# Document
--------

Here’s the thing. I write and publish in three different genres. To wit: 1) academic books and articles; 2) romantic fiction; 3) creative nonfiction/memoir.
I just wrote about my current academic writing obligations and projects yesterday, but after January is over, I don’t believe they will occupy all of my writing time. As a result, it was my intention to return to the writing of RN2 (Romance Novel 2), which has been in progress for some time.
(I’m something of a workaholic — which I don’t think is a positive trait, but it’s a reality, and I know I’ll need to alternate between pure academic wring and Something Else.)
Until very recently, I thought that the Something Else would be RN2. Other than academic writing, it’s the most recent genre in which I’ve written and published.

--------

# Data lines
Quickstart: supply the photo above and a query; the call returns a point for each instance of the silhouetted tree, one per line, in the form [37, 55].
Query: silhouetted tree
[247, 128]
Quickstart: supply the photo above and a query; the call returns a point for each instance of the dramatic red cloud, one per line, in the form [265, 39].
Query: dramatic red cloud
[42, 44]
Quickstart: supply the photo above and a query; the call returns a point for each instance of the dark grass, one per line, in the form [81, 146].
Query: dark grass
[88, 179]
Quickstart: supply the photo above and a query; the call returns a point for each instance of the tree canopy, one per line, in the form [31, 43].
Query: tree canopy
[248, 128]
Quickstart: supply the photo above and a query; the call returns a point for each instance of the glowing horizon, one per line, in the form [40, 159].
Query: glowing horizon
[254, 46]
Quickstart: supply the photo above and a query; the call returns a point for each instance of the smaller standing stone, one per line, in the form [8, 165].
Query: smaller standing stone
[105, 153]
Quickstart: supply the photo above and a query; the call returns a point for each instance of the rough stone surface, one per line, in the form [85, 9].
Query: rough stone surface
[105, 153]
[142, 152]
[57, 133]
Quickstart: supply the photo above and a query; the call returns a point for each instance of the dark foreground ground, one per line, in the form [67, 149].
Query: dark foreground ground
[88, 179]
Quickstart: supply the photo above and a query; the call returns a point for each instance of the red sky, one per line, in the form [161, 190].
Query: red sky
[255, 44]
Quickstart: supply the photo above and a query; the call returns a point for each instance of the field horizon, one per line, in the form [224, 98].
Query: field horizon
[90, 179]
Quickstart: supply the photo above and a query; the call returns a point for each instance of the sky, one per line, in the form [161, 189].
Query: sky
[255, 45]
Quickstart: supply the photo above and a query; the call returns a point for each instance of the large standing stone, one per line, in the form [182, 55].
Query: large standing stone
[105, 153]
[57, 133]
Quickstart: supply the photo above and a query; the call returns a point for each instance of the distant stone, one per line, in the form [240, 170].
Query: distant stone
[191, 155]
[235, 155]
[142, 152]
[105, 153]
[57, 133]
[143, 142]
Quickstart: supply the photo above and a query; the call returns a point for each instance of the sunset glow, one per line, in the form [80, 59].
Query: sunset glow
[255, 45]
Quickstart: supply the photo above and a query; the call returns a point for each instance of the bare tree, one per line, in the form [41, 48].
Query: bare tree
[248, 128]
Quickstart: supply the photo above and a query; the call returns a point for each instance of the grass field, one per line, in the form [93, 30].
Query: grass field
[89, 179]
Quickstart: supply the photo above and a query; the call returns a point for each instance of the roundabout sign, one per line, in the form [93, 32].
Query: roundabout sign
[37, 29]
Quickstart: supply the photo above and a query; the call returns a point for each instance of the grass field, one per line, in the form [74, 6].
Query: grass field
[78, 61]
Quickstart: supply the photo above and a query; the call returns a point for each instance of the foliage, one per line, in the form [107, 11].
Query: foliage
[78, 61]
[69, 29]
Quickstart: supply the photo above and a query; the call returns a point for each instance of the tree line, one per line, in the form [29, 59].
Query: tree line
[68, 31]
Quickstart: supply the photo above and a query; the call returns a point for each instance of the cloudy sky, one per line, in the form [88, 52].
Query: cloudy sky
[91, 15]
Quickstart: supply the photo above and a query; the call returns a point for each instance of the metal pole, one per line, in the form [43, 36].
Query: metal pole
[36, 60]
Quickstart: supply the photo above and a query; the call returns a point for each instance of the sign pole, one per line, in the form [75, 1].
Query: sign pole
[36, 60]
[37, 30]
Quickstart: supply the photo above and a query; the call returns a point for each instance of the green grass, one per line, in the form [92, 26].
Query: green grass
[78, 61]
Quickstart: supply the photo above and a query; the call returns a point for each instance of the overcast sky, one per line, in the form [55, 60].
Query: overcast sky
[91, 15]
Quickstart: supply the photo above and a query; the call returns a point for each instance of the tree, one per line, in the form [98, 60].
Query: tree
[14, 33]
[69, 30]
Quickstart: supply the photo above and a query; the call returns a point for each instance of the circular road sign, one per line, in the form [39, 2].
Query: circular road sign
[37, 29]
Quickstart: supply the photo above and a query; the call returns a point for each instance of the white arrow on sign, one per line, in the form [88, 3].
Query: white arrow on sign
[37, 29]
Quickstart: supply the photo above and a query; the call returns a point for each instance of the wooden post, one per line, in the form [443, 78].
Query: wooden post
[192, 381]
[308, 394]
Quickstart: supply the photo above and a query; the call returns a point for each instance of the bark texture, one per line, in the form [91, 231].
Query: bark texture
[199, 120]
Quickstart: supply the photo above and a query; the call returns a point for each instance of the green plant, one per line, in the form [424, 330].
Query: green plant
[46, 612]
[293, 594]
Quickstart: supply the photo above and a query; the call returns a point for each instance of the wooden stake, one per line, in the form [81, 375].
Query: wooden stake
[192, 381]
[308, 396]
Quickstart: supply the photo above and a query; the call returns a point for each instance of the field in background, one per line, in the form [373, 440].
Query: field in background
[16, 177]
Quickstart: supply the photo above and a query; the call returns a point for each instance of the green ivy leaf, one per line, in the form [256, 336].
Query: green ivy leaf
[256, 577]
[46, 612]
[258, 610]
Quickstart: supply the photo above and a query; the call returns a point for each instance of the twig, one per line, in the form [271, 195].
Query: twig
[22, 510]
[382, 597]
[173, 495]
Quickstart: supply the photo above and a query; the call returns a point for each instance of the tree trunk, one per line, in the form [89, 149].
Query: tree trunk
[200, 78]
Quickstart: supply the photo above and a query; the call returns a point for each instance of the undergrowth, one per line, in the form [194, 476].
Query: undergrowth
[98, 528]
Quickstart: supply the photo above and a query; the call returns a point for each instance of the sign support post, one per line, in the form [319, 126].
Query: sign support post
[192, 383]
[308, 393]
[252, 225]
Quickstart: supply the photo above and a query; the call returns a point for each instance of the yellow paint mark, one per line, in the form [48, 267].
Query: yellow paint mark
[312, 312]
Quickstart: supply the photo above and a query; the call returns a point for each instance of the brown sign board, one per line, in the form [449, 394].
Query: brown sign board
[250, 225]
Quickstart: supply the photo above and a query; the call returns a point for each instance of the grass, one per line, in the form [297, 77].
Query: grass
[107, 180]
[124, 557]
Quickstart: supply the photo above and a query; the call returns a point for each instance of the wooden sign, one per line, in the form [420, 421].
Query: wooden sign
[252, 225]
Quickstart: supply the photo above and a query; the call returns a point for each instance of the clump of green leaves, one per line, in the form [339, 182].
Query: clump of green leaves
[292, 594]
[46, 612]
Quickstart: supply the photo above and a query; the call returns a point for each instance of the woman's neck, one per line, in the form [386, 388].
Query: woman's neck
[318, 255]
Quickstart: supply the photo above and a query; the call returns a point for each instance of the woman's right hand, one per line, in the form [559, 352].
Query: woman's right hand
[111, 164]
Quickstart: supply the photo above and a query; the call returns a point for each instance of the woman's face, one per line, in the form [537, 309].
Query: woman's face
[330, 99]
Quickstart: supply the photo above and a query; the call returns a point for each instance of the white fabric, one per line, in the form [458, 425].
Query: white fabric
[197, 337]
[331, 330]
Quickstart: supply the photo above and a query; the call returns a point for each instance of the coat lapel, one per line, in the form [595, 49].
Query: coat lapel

--------

# Problems and tasks
1) Name the genres that the post about writing in three genres says the writer publishes in.
2) Please carry on the post about writing in three genres from its last sentence.
The rows have nothing to do with this.

# Results of the tasks
1)
1. Academic books and articles
2. Romantic fiction
3. Creative nonfiction/memoir

2)
But … but …
In recent months, a few people who shall remain nameless (well, nobody would recognize their names — LOL) have urged me to take up my creative nonfiction pen once again (figuratively speaking on that “pen” part). Then once again in recent days, the same thing has happened. And I brushed them aside, then and now. This is something folks have been telling me I should do pretty much since my 20s. Even earlier. And I’ve resisted.
Because it’s a form of writing I did some 20+ years ago.
And? My mother wrote memoir. She was a Pulitzer Prize-winning journalist, though she never did publish her memoir (which was amazing). She encouraged me to write creative nonfiction. And I blew her off, of course. Rebellion City.
I told myself 20 years ago that I was finished with memoir. I published some pieces, though never a full-length book — but that wasn’t my aim at the time. I was mostly preoccupied with my academic career.
Also? Everybody and her sister think they can write a full-length memoir. Got a weird childhood? Even better, a hard one? Suffered trauma? Write a memoir. In the past several decades, there has been an explosion of the form, particularly among female authors, in the late 1980s and 90s. Some of them were good. Some of them were Very, Very Bad.
Honestly, though? I’m not excited by RN2 at the moment. It’s stalled.
And I don’t feel that way about memoir.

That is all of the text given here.